▸ **What is expected**
Continue the account of the talks in Pyongyang over Hall's release, starting after its last sentence.

On Christmas Day, Hall, still in captivity, wrote a “confession,” accurately setting out the facts of his flight and asking forgiveness for his “grave infringement upon the sovereignty of the DPRK.” In line with standard North Korean practice, Hall’s confession meant that the way was clear for negotiations over his release to begin. The following day, the North Korean Foreign Ministry asked the State Department to send a senior official to Pyongyang, saying that the release of Hall probably could not be arranged through the military channels at the DMZ that were being used to deal with the issue.

Deputy Assistant Secretary of State Thomas Hubbard, who had participated in the framework negotiations and other exchanges, crossed the DMZ into North Korea on December 28. Immediately, the Foreign Ministry began probing to see what the United States might give up in return for Hall’s release. In two days of talks, Hubbard refused to grant the North
Koreans any of the political concessions they sought, such as agreement to begin negotiating a US-DPRK peace treaty, but he did agree to a statement of “sincere regret” for the “legally unjustified intrusion into DPRK air space.”

To Hubbard, an illuminating aspect of the negotiations was the difference between the Foreign Ministry, which was eager to protect the just-signed framework accord with the United States, and the military, which was primarily concerned with the defense of borders. Foreign Ministry officials spoke openly of their frictions with military officers; at the DMZ, KPA officers spoke disparagingly to their American military counterparts of the “neckties,” as they called the DPRK diplomats.

▸ **Data section**
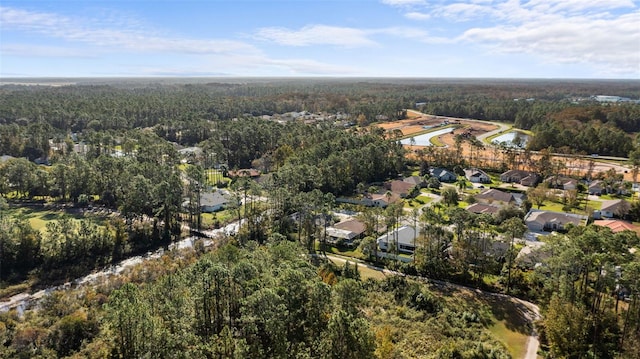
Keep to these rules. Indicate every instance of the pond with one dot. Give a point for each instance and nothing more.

▸ **Task result**
Such differences, in a less personal vein, had emerged during the course of the Agreed Framework negotiation. To some extent, referring to conflicts with the harder-edged military was a useful bargaining ploy on the part of the North’s diplomats, but Gallucci, Hubbard, and other American negotiators became convinced that on another level, the differences were real. In Geneva the diplomats intimated they ultimately won most of the confrontations because, they said, their instructions had been personally signed by the new Supreme Leader, Kim Jong Il. At the climax of the Hall case, the Foreign Ministry’s position again won the day, probably because it fitted Kim’s own view that advancing relations with the United States was a paramount goal.

On the evening of December 29, Hubbard received final approval from Washington for the public statement of US regret that he proposed to make to accomplish Hall’s release. At that point, North Korean deputy foreign minister Kang excused himself from an official dinner, taking a copy of the statement and saying he would submit it to “the Supreme Leader.” At 2:00
A.M
., another Foreign Ministry official called on Hubbard at the State Guest House to announce that the statement and the release of Hall had been “approved by Kim Jong Il.” Hall was released the following morning at Panmunjom, where KPA officers made little effort to hide their displeasure.

Within minutes of Hall’s return to South Korea, Clinton telephoned ROK president Kim Young Sam to reassure him that Hubbard’s negotiations had not opened a new US channel or line of policy toward North Korea. The telephone call was deemed necessary because South Korean news media and some officials were highly critical of the negotiations, worried that Hubbard had made new deals in the North and finding proof of that in the brief statement Hubbard had made on Washington’s authority. “Something strange is going on up there,” Kim told Clinton, still trying to keep the United States in check. “We should not move too fast.”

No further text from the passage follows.